### [Exercise materials]
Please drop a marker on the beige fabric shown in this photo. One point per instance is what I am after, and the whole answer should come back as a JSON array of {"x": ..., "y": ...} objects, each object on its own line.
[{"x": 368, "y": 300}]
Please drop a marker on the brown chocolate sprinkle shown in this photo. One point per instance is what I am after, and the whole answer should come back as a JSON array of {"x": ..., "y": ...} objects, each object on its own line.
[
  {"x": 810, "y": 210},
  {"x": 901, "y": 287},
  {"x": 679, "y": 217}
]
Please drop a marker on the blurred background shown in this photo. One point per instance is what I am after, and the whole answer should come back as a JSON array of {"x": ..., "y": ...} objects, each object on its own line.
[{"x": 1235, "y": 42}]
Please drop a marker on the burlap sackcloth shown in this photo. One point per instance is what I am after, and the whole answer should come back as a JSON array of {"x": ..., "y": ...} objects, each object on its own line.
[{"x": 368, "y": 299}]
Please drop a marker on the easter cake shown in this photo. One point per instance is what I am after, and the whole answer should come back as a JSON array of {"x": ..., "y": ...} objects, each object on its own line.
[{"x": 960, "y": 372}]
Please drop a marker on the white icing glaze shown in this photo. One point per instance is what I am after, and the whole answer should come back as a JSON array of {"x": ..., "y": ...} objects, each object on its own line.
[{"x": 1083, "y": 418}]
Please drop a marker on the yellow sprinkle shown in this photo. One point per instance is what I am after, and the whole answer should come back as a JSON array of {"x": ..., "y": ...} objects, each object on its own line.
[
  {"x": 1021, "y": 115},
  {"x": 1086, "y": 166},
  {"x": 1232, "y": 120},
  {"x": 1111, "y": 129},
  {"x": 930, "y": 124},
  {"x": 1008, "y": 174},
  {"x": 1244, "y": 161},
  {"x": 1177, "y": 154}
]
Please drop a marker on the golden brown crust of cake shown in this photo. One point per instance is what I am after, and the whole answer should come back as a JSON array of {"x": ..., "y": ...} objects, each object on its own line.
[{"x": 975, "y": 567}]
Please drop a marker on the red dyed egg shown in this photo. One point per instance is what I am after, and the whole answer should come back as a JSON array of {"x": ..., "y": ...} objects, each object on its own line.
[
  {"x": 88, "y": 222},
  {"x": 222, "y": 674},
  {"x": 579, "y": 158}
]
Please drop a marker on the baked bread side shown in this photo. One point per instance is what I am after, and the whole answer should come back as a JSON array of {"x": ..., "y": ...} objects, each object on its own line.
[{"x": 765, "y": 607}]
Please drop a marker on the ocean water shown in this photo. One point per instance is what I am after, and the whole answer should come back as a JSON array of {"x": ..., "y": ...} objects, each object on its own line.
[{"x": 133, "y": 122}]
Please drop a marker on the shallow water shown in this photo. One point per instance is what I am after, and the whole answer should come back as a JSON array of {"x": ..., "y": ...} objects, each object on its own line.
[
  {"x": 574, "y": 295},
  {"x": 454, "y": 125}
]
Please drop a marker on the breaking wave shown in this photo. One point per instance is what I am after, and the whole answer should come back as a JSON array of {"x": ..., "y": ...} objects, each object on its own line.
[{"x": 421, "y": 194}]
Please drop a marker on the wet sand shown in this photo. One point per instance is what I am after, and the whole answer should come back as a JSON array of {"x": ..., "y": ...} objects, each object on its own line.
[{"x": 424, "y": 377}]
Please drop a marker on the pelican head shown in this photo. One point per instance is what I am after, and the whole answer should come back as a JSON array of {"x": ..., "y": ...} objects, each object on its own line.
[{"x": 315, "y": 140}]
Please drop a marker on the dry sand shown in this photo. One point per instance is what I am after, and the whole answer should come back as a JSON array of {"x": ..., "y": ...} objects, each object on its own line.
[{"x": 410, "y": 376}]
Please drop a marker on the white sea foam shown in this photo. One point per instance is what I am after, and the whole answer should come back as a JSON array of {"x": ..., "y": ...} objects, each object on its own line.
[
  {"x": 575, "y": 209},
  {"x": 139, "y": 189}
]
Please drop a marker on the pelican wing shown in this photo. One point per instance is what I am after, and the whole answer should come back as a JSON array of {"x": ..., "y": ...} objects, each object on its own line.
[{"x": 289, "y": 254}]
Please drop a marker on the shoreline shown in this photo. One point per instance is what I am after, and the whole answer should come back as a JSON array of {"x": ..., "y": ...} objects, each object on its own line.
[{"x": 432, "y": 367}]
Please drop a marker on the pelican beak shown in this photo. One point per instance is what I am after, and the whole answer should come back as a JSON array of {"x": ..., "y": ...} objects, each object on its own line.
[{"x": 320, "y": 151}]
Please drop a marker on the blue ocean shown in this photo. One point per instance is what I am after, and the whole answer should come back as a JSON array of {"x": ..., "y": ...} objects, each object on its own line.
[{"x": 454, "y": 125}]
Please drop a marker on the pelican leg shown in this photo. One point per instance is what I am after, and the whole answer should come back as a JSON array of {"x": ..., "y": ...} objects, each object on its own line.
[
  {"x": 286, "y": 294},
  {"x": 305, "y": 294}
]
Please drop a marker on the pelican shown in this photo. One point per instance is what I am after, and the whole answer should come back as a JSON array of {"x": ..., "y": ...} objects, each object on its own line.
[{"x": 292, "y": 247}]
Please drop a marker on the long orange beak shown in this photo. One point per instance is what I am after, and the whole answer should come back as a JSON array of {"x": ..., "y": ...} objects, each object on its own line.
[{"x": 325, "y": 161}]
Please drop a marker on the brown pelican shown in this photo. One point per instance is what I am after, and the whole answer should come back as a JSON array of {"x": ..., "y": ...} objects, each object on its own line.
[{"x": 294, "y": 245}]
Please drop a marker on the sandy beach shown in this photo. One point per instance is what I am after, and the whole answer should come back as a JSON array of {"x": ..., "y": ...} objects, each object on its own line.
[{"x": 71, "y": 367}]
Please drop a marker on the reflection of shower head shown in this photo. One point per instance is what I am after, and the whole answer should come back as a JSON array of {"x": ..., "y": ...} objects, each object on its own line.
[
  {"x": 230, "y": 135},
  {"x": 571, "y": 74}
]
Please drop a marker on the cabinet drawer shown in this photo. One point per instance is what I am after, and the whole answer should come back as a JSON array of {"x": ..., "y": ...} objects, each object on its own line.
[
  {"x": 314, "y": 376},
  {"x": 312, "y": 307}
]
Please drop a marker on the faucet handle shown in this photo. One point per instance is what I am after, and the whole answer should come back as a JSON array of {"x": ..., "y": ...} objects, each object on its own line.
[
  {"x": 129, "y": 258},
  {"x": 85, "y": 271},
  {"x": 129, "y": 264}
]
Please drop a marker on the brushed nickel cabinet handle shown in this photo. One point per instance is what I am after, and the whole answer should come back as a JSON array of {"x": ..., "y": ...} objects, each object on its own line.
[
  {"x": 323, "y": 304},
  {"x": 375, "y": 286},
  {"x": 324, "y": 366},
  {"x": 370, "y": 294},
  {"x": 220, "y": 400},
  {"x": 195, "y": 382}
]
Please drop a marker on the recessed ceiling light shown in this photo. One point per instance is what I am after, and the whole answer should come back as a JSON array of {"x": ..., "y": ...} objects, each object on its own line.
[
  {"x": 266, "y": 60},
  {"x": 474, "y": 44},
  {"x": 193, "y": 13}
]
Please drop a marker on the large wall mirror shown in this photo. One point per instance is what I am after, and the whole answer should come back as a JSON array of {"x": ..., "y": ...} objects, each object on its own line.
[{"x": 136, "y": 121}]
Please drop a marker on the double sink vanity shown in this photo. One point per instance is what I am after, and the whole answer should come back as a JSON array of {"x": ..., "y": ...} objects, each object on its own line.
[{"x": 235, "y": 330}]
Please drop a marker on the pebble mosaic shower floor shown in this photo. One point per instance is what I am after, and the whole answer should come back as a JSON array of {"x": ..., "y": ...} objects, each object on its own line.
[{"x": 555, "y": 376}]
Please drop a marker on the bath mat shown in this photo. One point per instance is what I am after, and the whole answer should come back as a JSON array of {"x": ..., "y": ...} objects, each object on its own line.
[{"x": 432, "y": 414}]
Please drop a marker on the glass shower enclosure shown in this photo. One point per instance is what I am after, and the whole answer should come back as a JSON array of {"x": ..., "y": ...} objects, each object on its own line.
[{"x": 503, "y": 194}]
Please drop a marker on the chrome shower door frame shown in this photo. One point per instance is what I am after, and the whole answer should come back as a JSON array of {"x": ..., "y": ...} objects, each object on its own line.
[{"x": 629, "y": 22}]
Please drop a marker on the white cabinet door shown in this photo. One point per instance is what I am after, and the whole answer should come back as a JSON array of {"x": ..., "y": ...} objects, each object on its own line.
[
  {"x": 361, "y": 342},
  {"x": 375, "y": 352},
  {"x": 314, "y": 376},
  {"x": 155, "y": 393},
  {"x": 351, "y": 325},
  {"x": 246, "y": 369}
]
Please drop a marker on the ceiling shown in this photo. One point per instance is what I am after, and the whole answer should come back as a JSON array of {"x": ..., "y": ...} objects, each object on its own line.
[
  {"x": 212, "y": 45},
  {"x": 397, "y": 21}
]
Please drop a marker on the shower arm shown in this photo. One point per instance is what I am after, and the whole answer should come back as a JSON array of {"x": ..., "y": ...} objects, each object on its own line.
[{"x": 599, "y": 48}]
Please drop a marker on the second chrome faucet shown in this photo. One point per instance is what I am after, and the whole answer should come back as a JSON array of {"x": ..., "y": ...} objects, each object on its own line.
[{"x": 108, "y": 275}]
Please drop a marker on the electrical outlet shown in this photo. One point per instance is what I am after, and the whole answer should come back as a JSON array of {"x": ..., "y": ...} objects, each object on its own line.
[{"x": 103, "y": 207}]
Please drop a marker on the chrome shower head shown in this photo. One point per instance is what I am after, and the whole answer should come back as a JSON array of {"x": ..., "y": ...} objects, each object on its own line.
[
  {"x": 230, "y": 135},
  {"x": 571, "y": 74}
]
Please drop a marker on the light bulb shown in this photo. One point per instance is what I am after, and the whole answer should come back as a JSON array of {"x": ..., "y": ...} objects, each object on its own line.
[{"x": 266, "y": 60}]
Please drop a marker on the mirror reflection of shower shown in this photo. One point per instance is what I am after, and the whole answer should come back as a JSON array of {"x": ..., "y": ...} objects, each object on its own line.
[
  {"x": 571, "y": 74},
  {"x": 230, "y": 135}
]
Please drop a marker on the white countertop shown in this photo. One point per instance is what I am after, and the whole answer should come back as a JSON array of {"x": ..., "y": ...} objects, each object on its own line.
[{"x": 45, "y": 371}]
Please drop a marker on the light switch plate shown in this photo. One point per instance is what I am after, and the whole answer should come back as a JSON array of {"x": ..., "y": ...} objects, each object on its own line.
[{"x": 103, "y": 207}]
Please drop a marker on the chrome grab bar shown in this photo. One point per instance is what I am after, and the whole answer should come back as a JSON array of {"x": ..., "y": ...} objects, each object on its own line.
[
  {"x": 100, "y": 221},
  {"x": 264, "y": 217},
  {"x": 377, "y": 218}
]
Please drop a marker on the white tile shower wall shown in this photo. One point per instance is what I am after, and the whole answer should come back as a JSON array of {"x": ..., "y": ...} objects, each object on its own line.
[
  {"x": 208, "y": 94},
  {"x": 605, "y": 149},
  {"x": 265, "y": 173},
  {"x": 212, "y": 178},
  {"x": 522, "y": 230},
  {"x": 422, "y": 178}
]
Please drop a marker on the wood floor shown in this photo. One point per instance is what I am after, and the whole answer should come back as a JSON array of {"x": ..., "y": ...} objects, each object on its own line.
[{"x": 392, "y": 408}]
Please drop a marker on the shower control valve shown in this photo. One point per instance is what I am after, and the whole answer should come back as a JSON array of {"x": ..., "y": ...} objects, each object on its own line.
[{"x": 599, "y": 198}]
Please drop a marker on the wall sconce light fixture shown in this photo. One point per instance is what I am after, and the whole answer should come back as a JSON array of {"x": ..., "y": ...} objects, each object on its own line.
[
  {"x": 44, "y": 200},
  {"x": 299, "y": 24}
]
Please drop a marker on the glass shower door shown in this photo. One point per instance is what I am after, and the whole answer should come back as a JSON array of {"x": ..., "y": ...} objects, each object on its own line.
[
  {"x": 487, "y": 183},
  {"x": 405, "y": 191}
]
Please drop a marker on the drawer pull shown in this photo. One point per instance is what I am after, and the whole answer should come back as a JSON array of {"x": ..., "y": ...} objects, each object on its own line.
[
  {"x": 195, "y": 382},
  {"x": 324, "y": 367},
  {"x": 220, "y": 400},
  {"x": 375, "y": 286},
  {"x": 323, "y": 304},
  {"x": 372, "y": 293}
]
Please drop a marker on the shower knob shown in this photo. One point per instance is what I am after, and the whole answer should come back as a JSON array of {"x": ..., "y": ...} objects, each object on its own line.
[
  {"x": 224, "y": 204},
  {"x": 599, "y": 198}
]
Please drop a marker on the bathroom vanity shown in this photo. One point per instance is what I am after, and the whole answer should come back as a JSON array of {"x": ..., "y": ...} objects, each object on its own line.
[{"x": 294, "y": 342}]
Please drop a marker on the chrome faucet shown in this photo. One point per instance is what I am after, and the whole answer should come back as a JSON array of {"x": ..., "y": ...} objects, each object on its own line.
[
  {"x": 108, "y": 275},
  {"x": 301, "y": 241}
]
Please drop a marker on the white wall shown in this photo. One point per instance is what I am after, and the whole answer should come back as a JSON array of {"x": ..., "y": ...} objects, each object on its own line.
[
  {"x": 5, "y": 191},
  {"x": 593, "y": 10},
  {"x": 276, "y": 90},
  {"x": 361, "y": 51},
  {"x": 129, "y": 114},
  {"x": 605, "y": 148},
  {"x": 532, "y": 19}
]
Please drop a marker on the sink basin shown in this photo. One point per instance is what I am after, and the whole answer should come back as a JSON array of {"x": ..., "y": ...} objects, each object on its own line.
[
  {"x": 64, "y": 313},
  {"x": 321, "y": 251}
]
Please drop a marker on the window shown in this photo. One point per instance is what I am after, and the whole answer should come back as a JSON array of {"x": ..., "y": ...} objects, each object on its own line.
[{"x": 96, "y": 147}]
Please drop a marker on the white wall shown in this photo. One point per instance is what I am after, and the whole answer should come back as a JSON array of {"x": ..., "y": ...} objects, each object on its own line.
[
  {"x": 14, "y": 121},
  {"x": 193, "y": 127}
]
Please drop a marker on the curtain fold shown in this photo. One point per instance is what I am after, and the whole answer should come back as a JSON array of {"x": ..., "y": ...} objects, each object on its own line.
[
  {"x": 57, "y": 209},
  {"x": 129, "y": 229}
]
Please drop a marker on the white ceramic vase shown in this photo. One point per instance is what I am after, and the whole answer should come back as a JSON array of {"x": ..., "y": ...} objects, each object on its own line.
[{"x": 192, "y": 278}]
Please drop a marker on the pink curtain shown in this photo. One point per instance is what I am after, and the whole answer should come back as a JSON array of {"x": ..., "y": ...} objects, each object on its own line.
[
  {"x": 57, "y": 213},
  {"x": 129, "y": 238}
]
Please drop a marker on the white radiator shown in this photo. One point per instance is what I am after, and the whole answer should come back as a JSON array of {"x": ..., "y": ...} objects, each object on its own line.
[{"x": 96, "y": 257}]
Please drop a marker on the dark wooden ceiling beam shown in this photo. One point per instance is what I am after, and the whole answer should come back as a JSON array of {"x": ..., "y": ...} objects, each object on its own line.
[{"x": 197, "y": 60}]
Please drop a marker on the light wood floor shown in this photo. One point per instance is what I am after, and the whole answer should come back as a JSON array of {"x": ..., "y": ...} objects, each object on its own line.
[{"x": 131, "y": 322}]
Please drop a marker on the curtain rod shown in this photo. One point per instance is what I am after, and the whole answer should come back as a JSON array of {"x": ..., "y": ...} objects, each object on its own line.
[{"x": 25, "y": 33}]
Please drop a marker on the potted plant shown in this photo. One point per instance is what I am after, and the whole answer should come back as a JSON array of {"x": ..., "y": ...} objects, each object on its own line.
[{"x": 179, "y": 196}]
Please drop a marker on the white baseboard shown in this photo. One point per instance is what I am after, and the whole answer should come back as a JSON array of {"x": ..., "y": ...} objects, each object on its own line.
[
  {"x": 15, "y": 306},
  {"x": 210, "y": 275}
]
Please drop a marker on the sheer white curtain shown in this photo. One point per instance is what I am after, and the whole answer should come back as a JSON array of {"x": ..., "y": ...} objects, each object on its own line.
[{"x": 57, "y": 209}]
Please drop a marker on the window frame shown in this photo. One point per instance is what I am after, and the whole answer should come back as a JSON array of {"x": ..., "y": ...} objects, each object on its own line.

### [Problem to solve]
Reproduce the lines word for word, starting at the one holding "Please drop a marker on the sheer" and ending at the final line of the material above.

### [Response to this exercise]
Please drop a marker on the sheer white curtain shown in this photo. One point per instance is what I am after, and the whole answer should come back as a JSON array of {"x": ..., "y": ...} objects, each object on its own line.
[{"x": 57, "y": 209}]
Please drop a marker on the window frame shown in this photo. One point per instance is what I am after, and the whole answer should come back as a JSON array of {"x": ..., "y": ...} objects, each object on its own line.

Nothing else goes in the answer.